▶ **Work required**
Extract every line of the items below word for word, and leave the pictures out of your answer.

Stored data entries

────────

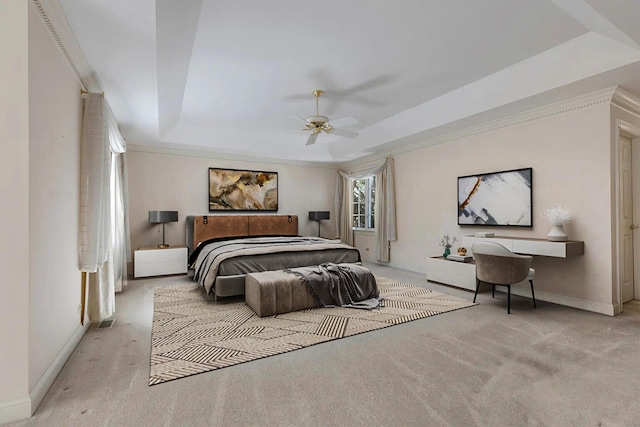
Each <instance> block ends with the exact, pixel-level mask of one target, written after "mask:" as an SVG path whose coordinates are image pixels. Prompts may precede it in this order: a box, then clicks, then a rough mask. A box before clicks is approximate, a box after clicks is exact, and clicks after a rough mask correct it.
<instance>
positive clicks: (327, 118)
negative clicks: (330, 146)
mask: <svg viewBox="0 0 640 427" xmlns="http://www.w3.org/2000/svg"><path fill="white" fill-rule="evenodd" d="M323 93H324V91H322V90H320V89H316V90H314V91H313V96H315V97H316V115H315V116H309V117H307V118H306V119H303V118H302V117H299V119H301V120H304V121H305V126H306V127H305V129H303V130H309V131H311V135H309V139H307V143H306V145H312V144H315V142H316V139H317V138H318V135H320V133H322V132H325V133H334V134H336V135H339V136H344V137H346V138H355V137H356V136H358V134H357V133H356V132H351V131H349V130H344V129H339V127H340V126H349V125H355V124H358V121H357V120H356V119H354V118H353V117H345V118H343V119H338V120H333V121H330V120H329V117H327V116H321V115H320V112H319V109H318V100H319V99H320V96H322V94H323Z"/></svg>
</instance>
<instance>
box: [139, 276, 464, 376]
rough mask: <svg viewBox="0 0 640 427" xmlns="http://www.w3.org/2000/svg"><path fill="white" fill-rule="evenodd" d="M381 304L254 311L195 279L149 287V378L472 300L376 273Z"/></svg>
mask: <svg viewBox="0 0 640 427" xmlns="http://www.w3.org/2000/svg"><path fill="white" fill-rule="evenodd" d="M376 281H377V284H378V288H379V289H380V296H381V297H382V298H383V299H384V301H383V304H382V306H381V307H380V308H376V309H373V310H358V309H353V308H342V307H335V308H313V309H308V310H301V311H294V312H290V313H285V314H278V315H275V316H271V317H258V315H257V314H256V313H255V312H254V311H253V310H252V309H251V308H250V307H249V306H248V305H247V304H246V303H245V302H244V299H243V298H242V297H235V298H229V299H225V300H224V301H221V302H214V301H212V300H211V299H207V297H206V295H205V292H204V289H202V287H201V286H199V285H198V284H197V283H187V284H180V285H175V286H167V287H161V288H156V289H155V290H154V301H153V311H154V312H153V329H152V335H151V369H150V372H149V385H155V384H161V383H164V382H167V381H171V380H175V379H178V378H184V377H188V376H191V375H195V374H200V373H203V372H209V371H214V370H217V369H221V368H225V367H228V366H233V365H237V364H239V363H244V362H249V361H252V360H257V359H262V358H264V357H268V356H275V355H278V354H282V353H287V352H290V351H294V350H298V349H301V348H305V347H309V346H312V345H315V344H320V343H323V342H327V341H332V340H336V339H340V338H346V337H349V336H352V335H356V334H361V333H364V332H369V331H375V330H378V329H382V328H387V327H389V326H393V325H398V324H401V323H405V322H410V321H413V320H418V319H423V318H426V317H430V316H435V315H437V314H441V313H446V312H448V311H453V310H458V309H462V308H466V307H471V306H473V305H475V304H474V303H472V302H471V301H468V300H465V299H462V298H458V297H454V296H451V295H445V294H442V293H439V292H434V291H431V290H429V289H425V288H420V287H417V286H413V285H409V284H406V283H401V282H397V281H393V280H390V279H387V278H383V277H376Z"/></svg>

────────

▶ **Exercise solution**
Each <instance> block ends with the exact, pixel-level mask of one target, written after "mask:" as an SVG path whose coordinates are image pixels. Prompts may precede it in this order: a box, then clicks, then a rough mask. A box before clicks is approximate, a box after clicks is exact, and clicks after a rough mask correct it.
<instance>
positive clicks: (327, 118)
negative clicks: (330, 146)
mask: <svg viewBox="0 0 640 427" xmlns="http://www.w3.org/2000/svg"><path fill="white" fill-rule="evenodd" d="M323 93H324V91H322V90H320V89H316V90H314V91H313V96H315V97H316V115H315V116H309V117H307V118H306V119H303V118H302V117H299V119H301V120H304V121H305V126H306V127H305V129H303V130H309V131H311V135H309V139H307V143H306V145H312V144H315V142H316V139H317V138H318V135H320V133H322V132H325V133H334V134H336V135H339V136H344V137H346V138H355V137H356V136H358V134H357V133H356V132H351V131H349V130H344V129H339V127H340V126H349V125H355V124H358V121H357V120H356V119H354V118H353V117H345V118H343V119H338V120H333V121H330V120H329V117H327V116H321V115H320V112H319V109H318V100H319V99H320V96H322V94H323Z"/></svg>
</instance>
<instance>
box: [139, 276, 464, 376]
rough mask: <svg viewBox="0 0 640 427" xmlns="http://www.w3.org/2000/svg"><path fill="white" fill-rule="evenodd" d="M381 304L254 311L195 279L149 287V378L472 300L376 273Z"/></svg>
mask: <svg viewBox="0 0 640 427" xmlns="http://www.w3.org/2000/svg"><path fill="white" fill-rule="evenodd" d="M376 281H377V284H378V288H379V289H380V296H381V297H382V298H383V299H384V301H383V304H382V306H381V307H380V308H376V309H373V310H358V309H353V308H342V307H335V308H313V309H308V310H301V311H294V312H290V313H285V314H278V315H275V316H271V317H258V315H257V314H256V313H255V312H254V311H253V310H252V309H251V308H250V307H249V306H248V305H247V304H246V303H245V302H244V299H243V298H242V297H235V298H229V299H225V300H224V301H221V302H214V301H212V300H211V299H207V297H206V295H205V292H204V289H202V287H201V286H199V285H198V284H197V283H187V284H180V285H175V286H167V287H161V288H156V289H155V290H154V301H153V311H154V312H153V329H152V335H151V369H150V372H149V385H155V384H161V383H164V382H167V381H171V380H175V379H178V378H184V377H188V376H191V375H195V374H200V373H203V372H209V371H214V370H217V369H221V368H225V367H228V366H233V365H237V364H239V363H244V362H249V361H252V360H257V359H262V358H264V357H268V356H275V355H278V354H282V353H287V352H290V351H294V350H298V349H301V348H305V347H309V346H312V345H315V344H320V343H323V342H327V341H332V340H336V339H340V338H346V337H349V336H352V335H356V334H361V333H364V332H369V331H375V330H378V329H382V328H387V327H389V326H393V325H398V324H401V323H405V322H410V321H413V320H418V319H423V318H426V317H430V316H435V315H437V314H441V313H446V312H448V311H453V310H458V309H462V308H466V307H471V306H473V305H475V304H474V303H472V302H471V301H468V300H465V299H462V298H458V297H454V296H451V295H445V294H442V293H439V292H434V291H431V290H429V289H425V288H420V287H417V286H413V285H409V284H406V283H401V282H397V281H393V280H390V279H387V278H383V277H376Z"/></svg>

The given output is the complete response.